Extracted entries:
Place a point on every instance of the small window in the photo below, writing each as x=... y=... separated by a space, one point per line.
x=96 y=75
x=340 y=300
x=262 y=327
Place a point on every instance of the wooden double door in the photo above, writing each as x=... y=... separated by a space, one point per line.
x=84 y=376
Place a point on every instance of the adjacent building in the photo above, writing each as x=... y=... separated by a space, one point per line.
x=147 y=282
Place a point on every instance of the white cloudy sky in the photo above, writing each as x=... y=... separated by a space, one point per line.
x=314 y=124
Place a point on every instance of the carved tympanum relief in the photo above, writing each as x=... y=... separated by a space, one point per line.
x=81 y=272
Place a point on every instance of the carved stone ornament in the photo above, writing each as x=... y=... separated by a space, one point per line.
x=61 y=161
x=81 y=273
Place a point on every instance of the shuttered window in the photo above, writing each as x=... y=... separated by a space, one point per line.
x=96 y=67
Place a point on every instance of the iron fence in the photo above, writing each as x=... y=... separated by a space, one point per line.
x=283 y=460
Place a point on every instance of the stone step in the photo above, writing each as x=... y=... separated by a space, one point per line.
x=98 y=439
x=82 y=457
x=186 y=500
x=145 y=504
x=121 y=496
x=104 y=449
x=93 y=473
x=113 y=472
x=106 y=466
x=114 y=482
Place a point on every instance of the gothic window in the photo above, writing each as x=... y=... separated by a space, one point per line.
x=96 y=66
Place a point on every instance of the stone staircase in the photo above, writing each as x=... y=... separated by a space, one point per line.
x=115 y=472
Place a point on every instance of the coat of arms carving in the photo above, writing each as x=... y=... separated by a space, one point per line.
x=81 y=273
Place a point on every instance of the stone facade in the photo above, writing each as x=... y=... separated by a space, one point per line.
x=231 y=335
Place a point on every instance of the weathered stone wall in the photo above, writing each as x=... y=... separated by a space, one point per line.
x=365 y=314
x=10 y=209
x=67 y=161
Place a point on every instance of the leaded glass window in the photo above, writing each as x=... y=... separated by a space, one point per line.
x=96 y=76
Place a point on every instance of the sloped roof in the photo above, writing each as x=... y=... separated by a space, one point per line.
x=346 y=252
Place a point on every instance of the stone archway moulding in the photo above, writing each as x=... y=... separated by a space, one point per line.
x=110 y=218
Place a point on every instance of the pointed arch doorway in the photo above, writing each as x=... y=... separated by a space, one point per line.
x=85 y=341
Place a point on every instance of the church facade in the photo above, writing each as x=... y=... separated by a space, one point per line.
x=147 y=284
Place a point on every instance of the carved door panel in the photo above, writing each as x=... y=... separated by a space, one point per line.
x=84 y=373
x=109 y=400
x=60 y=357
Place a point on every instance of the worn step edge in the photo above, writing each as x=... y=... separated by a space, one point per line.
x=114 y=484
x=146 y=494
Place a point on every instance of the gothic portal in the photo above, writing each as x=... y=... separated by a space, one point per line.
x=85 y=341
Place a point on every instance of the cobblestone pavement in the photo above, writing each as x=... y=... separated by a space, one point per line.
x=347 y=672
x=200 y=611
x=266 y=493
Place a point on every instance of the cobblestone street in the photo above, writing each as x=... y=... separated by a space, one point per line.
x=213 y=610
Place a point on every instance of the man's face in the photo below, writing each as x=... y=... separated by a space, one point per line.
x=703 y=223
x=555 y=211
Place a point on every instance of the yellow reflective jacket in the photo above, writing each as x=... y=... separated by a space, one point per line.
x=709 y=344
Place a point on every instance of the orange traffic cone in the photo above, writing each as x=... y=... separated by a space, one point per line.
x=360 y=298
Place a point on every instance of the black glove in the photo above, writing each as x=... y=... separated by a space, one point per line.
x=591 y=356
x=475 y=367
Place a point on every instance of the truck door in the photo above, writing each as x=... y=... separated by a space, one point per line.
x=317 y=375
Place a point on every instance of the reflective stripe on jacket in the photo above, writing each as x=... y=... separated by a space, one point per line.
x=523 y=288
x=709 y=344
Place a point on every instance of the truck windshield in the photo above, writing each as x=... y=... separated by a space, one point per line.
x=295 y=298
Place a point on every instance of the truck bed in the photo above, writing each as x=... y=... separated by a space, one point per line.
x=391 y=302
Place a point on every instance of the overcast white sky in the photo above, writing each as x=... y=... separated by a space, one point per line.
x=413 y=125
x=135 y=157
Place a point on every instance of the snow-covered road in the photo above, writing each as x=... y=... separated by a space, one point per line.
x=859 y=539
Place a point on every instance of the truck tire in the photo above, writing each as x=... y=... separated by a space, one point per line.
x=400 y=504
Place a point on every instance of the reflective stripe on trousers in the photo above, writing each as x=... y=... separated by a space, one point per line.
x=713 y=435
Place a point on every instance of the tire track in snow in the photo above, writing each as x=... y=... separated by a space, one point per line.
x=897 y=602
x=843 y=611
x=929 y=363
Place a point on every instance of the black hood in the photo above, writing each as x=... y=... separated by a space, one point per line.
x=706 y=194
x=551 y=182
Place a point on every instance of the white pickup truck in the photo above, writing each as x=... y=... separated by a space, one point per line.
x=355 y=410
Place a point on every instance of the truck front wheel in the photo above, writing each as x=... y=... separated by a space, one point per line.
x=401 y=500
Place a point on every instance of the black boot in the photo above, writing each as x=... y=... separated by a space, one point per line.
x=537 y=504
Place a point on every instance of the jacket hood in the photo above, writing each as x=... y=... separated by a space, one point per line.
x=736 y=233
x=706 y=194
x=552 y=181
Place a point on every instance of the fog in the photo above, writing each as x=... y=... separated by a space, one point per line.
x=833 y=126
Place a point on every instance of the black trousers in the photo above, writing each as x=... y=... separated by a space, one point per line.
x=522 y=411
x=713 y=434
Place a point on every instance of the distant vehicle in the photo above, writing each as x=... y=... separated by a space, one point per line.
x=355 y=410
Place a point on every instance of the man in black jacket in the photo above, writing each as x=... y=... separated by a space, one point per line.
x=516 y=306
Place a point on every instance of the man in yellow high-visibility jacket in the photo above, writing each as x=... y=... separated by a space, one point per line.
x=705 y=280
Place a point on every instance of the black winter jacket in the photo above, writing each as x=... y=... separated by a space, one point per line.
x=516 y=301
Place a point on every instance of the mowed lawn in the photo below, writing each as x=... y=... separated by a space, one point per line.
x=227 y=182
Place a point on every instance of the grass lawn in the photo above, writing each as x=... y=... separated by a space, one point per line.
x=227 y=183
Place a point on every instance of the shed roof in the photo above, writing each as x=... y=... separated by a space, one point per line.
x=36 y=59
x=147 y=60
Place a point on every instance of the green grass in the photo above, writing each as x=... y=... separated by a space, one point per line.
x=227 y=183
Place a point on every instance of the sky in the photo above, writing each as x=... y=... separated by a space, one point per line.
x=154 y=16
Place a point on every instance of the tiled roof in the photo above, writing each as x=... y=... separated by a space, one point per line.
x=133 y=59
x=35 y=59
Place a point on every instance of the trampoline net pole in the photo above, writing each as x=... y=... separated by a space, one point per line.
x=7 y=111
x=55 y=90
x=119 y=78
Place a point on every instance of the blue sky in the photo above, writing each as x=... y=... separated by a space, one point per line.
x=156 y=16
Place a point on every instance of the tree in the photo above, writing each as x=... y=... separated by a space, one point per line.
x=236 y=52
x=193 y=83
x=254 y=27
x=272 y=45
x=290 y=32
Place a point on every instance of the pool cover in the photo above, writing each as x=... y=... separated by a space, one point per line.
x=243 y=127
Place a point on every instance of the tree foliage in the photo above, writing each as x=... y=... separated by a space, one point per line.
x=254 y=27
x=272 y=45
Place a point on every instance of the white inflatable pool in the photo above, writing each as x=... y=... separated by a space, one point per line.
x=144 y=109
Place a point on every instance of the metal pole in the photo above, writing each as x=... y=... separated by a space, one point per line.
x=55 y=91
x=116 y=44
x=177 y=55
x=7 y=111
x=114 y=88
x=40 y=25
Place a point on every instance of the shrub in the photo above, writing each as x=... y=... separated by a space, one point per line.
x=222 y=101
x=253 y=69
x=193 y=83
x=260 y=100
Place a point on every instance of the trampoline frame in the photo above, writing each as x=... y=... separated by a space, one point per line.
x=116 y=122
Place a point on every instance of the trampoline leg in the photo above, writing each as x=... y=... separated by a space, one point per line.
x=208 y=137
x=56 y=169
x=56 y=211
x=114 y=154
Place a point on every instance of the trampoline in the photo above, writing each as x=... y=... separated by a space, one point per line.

Written problem:
Convert the entries above into a two-column CSV with the headers "text" and "answer", one row per entry, each field in quotes and with line breaks replaced by spaces. Begin with the line containing "Place a point on every instance of the tree in" and continue through the line containing "x=116 y=122".

Response to this exercise:
text,answer
"Place a point on every instance of the tree in the photo above, writing each as x=... y=... separated by a space, one point per line.","x=236 y=52 x=193 y=83 x=254 y=27 x=272 y=45 x=290 y=32"
"Place a point on every instance of the pool cover in the photo above, writing each as x=... y=... separated by a space, one point per line.","x=243 y=127"
"Place a point on every instance of the tree foliage in the photo above, writing each as x=... y=... separated by a space, one point per line.","x=254 y=27 x=272 y=45"
"Place a point on every instance of the white inflatable pool in the photo above, writing each as x=... y=... separated by a space, one point per line.","x=144 y=109"
"Place a point on every instance of the metal pole in the photo above, writing each as x=... y=... separated by a space, one point per line.","x=55 y=91 x=116 y=44 x=177 y=55 x=7 y=111 x=114 y=88 x=40 y=25"
"Place a point on every instance of the shrub in the photo above, writing each as x=... y=... separated by a space, one point per line.","x=222 y=101 x=253 y=69 x=193 y=83 x=260 y=100"
"Place a point on every instance of the trampoline frame in the photo above, writing each as x=... y=... separated by a space, one point per line.","x=116 y=122"